§ Task details: Translate this sentence from the nanofiber passage below into Spanish: "At about 150 nanometers in diameter, the fibers are smaller than living cells and invisible to the naked eye."

§ Exercise passage:
● ● ● ● ● ● ●
NC State’s Dr. Juan Hinestroza, assistant professor
of textile engineering, chemistry and science, and
Dr. Carlos Rinaldi, assistant professor of chemical
engineering at the University of Puerto Rico, Mayaguez,
created novel nanoscale fibers that can be placed inside
a garment or paper document and serve as a “fingerprint” that
proves the garment or document is genuine. Graduate
student Carola Barrera and high school student Aldo
Briano are also involved in the research.
At about 150 nanometers in diameter, the fibers are
smaller than living cells and invisible to the naked
eye. A nanometer is one-billionth of a meter; for comparison
purposes, the Web site for the National Nanotechnology
Initiative, a federal research and development initiative
that coordinates multiagency efforts in nanoscale science,
says that a human hair is about 80,000 nanometers wide,
while a sheet of paper is about 100,000 nanometers
wide.
The
tiny fibers are designed to have within them even
smaller
nanoparticles with an electrical, magnetic
or optical “signature” that can prove a
product genuine. The product would need only be scanned,
or read, by a device looking for the particular signature.
● ● ● ● ● ● ●
§ Source material:

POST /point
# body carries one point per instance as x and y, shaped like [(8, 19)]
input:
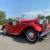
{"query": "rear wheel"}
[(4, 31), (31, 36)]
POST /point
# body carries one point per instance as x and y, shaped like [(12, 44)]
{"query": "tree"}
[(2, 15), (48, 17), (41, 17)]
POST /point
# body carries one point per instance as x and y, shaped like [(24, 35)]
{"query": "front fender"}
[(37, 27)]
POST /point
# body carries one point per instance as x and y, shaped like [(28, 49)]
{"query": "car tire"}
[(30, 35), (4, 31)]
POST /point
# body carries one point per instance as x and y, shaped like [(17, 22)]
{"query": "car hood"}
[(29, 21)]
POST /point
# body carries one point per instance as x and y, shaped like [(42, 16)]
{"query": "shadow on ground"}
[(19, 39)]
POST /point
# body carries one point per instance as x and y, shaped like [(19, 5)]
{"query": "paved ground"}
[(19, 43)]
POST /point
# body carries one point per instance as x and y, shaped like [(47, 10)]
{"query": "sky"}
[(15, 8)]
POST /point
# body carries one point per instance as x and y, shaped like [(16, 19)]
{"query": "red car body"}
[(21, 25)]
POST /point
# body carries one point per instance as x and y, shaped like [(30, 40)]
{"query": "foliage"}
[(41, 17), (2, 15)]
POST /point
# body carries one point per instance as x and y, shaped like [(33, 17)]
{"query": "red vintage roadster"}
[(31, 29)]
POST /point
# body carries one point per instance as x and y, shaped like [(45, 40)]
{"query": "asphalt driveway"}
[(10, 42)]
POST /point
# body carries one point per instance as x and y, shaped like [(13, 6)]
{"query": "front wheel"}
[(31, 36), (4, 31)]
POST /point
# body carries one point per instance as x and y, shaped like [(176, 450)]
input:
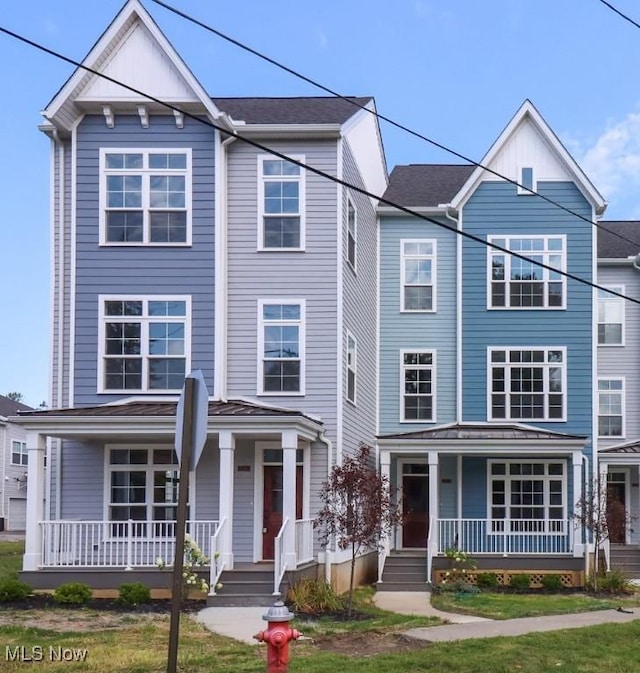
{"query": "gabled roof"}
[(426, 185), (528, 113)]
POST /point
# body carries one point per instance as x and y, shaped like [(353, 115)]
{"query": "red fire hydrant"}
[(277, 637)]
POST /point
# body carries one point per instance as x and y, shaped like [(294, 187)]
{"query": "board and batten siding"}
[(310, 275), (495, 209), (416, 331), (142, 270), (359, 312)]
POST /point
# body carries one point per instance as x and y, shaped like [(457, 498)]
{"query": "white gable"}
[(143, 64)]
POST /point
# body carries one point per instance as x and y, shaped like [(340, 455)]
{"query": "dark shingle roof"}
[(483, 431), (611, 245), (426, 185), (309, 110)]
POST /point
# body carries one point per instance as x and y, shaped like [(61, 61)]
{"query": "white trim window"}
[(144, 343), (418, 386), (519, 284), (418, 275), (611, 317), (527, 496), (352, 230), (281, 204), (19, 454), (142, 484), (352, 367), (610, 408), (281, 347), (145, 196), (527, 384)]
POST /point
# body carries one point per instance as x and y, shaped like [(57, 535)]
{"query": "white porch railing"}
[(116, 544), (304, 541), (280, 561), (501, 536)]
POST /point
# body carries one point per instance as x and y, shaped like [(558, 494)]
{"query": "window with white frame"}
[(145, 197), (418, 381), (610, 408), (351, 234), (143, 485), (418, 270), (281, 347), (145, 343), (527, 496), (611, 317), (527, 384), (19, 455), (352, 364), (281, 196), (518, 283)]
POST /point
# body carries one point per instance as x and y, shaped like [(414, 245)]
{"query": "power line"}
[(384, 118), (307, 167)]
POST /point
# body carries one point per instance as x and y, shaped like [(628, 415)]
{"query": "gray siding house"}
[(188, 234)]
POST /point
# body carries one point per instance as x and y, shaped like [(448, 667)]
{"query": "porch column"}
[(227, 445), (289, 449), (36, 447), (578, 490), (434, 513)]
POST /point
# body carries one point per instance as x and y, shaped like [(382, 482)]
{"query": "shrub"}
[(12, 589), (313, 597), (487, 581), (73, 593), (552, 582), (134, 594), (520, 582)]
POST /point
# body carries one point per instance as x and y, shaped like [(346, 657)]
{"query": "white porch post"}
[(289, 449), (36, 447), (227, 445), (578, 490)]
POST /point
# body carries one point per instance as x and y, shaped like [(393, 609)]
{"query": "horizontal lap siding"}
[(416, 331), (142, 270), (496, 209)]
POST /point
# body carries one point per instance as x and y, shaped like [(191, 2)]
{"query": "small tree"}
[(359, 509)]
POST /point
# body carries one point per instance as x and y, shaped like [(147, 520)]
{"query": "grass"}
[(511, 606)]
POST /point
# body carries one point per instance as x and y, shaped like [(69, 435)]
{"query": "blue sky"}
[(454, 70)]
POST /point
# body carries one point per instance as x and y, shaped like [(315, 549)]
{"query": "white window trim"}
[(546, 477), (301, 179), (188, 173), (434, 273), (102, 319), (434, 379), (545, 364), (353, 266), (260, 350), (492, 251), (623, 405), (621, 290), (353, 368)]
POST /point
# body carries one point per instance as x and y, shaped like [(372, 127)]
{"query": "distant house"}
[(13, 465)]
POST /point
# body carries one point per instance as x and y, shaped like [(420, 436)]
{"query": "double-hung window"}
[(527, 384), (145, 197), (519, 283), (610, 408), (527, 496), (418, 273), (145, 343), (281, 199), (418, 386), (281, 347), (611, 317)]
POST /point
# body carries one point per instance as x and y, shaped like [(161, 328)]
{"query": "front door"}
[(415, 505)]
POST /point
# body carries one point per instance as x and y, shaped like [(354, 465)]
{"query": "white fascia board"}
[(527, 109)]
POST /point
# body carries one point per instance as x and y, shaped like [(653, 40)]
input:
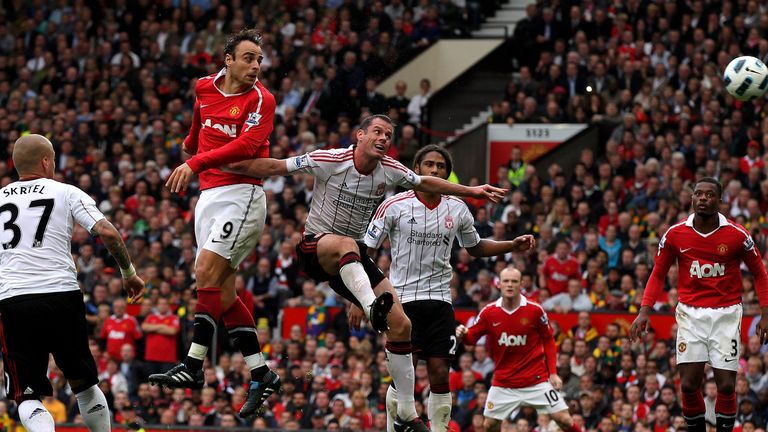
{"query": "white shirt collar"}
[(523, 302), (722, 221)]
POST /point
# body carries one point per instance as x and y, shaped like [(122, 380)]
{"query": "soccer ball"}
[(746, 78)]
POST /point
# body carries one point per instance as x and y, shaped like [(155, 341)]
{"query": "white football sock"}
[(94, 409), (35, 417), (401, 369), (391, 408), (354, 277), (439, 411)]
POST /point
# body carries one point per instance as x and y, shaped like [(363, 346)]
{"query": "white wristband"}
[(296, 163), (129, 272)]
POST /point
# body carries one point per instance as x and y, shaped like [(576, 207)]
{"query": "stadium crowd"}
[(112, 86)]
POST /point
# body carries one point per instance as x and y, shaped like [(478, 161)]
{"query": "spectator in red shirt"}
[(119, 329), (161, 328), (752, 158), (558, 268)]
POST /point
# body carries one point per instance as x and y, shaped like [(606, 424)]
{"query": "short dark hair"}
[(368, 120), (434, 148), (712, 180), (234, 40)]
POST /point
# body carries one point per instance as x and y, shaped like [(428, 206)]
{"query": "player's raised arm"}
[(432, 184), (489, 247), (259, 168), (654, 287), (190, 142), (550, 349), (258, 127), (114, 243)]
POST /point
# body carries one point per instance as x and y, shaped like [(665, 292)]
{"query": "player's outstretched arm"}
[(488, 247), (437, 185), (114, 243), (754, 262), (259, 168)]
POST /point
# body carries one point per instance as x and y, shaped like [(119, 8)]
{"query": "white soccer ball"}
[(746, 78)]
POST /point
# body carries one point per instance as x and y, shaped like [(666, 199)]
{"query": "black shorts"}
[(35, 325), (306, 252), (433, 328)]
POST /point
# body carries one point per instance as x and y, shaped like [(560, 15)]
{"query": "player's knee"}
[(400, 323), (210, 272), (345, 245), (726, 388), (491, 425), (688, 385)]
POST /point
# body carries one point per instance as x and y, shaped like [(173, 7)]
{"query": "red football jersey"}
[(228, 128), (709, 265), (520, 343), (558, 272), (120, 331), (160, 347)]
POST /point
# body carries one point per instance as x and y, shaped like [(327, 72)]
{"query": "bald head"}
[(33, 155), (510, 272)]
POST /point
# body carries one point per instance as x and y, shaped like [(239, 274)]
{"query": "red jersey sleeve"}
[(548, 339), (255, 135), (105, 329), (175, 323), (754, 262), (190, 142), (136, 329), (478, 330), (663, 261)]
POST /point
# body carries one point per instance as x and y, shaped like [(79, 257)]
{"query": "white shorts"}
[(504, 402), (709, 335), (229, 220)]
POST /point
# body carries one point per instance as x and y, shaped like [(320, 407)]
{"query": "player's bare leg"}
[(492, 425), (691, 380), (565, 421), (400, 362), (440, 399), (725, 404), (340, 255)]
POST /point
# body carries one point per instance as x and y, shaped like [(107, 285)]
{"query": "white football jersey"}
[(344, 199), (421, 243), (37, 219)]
● ● ● ● ● ● ●
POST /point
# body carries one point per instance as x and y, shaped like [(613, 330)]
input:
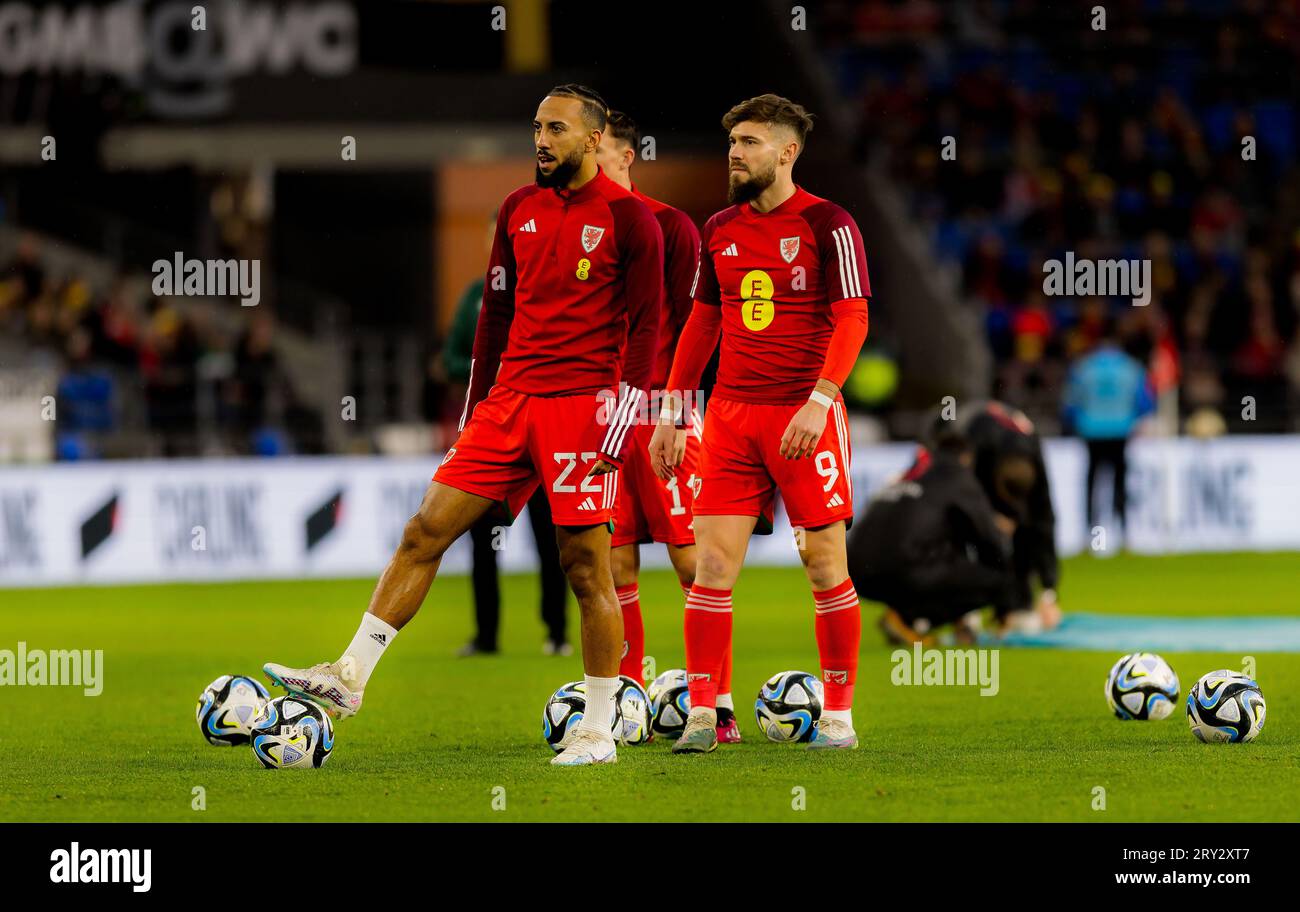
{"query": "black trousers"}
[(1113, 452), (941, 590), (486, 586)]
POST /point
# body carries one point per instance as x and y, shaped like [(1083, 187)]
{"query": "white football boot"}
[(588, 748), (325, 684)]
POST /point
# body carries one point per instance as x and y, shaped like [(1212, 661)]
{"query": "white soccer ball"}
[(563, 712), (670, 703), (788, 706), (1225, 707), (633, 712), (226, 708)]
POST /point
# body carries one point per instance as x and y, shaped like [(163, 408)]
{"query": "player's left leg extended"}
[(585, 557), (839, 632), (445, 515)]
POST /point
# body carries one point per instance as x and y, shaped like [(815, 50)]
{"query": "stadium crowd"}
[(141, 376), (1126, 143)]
● ● ● ● ● ● ●
§ Solution to this exercise: Con unos 150 nanómetros de diámetro, las fibras son más pequeñas que las células vivas e invisibles a simple vista.